- OPDRACHTEN -
[1] Vat het besluit samen in twee zinnen.
[2] Haal uit het besluit letterlijk alles van "Gelet op artikel" tot en met "de Reparatiewet WNT.".

- TE LEZEN FRAGMENT -

•••••

Besluit van de Minister van Binnenlandse Zaken en Koninkrijksrelaties van 28 november 2014, Nr. 2014 -0000571120, houdende aanpassing van de Beleidsregels toepassing WNT 2014 in verband met de inwerkingtreding van de Reparatiewet WNT

De Minister van Binnenlandse Zaken en Koninkrijksrelaties, handelend in overeenstemming met de ministers van Sociale Zaken en Werkgelegenheid, van Buitenlandse Zaken, van Veiligheid en Justitie, van Onderwijs, Cultuur en Wetenschap, van Financiën, van Defensie, van Infrastructuur en Milieu, van Economische Zaken, van Volksgezondheid, Welzijn en Sport, voor Buitenlandse Handel en Ontwikkelingssamenwerking, voor Wonen en Rijksdienst, alsmede de staatssecretarissen van Veiligheid en Justitie, van Onderwijs, Cultuur en Wetenschap, van Financiën, van Infrastructuur en Milieu, van Economische Zaken, van Sociale Zaken en Werkgelegenheid en van Volksgezondheid, Welzijn en Sport;

Gelet op artikel 1.10 van de Wet normering bezoldiging topfunctionarissen publieke en semipublieke sector;

Besluit:

ARTIKEL I

De Beleidsregels toepassing WNT 2014 worden als volgt gewijzigd:

A

§ 1 wordt als volgt gewijzigd:

a. In lid 2 wordt na ‘Aanpassingswet WNT’ toegevoegd: en de Reparatiewet WNT.

•••••

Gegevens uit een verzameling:
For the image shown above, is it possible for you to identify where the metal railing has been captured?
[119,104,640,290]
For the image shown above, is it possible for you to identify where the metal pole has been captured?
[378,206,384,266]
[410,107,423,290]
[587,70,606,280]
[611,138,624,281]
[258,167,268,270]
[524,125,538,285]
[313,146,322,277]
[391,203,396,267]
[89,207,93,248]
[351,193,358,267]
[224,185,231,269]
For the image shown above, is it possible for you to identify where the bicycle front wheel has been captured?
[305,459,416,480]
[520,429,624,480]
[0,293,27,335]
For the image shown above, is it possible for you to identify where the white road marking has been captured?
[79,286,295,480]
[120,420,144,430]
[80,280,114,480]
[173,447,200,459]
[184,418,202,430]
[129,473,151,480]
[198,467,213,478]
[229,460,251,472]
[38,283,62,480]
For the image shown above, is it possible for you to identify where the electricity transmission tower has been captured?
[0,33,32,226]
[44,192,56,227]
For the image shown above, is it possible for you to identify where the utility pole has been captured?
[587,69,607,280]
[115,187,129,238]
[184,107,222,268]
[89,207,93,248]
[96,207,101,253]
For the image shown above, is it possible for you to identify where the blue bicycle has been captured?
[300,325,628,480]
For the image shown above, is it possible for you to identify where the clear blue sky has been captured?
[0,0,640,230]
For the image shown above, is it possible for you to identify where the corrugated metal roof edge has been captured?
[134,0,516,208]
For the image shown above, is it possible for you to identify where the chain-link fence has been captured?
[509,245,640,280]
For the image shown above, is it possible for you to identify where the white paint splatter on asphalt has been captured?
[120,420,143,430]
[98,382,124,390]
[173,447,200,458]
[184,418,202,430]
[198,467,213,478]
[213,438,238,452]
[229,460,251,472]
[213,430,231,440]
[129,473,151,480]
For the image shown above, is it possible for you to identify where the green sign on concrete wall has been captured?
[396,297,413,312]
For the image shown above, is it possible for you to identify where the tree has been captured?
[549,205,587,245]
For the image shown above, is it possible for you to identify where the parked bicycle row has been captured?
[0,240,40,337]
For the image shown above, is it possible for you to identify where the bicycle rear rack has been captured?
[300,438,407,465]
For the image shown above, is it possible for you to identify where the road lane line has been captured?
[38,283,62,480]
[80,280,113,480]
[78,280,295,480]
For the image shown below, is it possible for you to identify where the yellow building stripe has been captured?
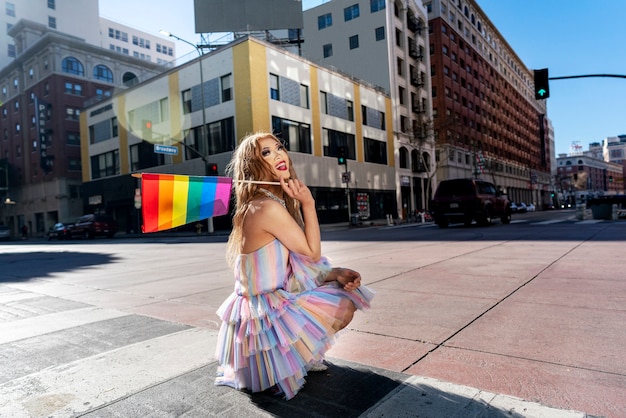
[114,94,130,174]
[167,71,182,164]
[385,97,396,167]
[352,83,365,162]
[232,38,272,140]
[309,65,324,157]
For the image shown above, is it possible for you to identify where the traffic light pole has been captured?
[344,159,352,226]
[160,30,214,234]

•••••

- ANTWOORDEN -
[1] Bij dit besluit van 28 november 2014 past de Minister van Binnenlandse Zaken en Koninkrijksrelaties, in overeenstemming met een reeks ministers en staatssecretarissen, de Beleidsregels toepassing WNT 2014 aan in verband met de inwerkingtreding van de Reparatiewet WNT, gelet op artikel 1.10 van de Wet normering bezoldiging topfunctionarissen publieke en semipublieke sector. Daartoe wordt onder meer in lid 2 van § 1 na ‘Aanpassingswet WNT’ de tekst „en de Reparatiewet WNT” toegevoegd.

[2]
Gelet op artikel 1.10 van de Wet normering bezoldiging topfunctionarissen publieke en semipublieke sector;

Besluit:

ARTIKEL I

De Beleidsregels toepassing WNT 2014 worden als volgt gewijzigd:

A

§ 1 wordt als volgt gewijzigd:

a. In lid 2 wordt na ‘Aanpassingswet WNT’ toegevoegd: en de Reparatiewet WNT.